**Consigne:** Pouvez-vous recopier fidèlement, dans l'extrait sur les mécanismes de l'audition, le passage qui s'ouvre sur les mots contenant « Figure 1 : Touffes » et se referme sur « de transduction mécano-électrique. » ?

**Extrait du texte:**
########################################

Figure 1 : Touffes ciliaires des cellules ciliées externes, à gauche de souris sauvages (Strc+/+), à droite de souris dépourvues de stéréociline (Strc-/-). La flèche noire indique les liens fibreux apicaux des cellules ciliées externes qui disparaissent en l’absence de stéréociline et la tête de flèche noire, le lien fibreux unique associé à la machinerie de transduction mécano-électrique.
Verpy, E., Weil, D., Leibovici, M. et al. Stereocilin-deficient mice reveal the origin of cochlear waveform distortions. Nature 456, 255–258 (2008). https://doi.org/10.1038/nature07380
MECANISMES FONDAMENTAUX DE L’AUDITION
Dans le but de progresser dans le déchiffrage des complexes et réseaux moléculaires impliqués dans les grandes fonctions des cellules sensorielles auditives, plus spécifiquement la transduction mécano-électrique auditive (et la genèse des distorsions sonores qui l’accompagne), et l’exocytose synaptique du neurotransmetteur (le glutamate), nous mettons en œuvre deux types d’approches complémentaires.
La première menée en collaboration avec le laboratoire du Dr.Eric Röttinger de l’Institut de Recherche sur le Cancer (IRCAN), (Inserm U1081-CNRS UMR7284) de Nice, vise à tirer parti de la conservation de certaines de ces fonctions, en particulier celle de la mécanotransduction, chez l’anémone de mer, Nematostella vectensis, un invertébré qui appartient au groupe des cnidaires (figure 2). La seconde menée en collaboration avec le Dr. Elise Pepermans du Centre fo Proteomics de l’Université d’Anvers dirigé par le Prof. Geert Baggerman, se propose de déchiffrer les complexes moléculaires impliqués dans les fonctions sus-mentionnées chez la souris en mettant à profit la spectrométrie de masse (couplée à la mobilité ionique) à très grande résolution (sensibilité théorique attomolaire). Ces deux approches contribueront aussi à l’identification de nouveaux gènes impliqués dans les surdités chez l’homme (voir ci-dessous).

########################################

[Entrées enregistrées]
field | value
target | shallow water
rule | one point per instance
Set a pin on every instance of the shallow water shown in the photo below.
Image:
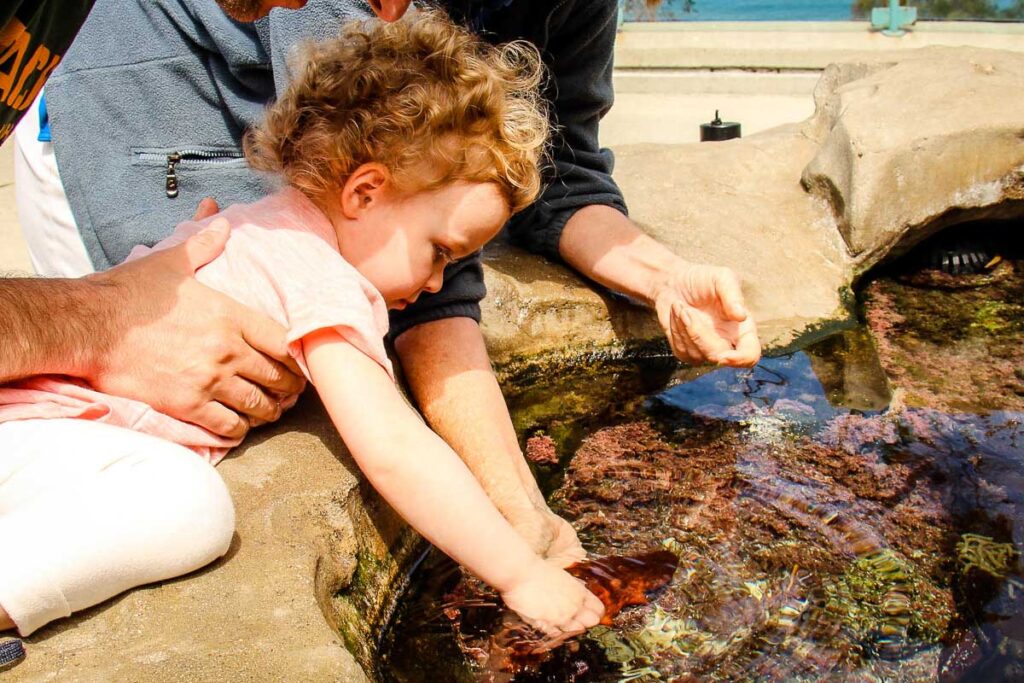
(825, 528)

########################################

**Résultat:**
Figure 1 : Touffes ciliaires des cellules ciliées externes, à gauche de souris sauvages (Strc+/+), à droite de souris dépourvues de stéréociline (Strc-/-). La flèche noire indique les liens fibreux apicaux des cellules ciliées externes qui disparaissent en l’absence de stéréociline et la tête de flèche noire, le lien fibreux unique associé à la machinerie de transduction mécano-électrique.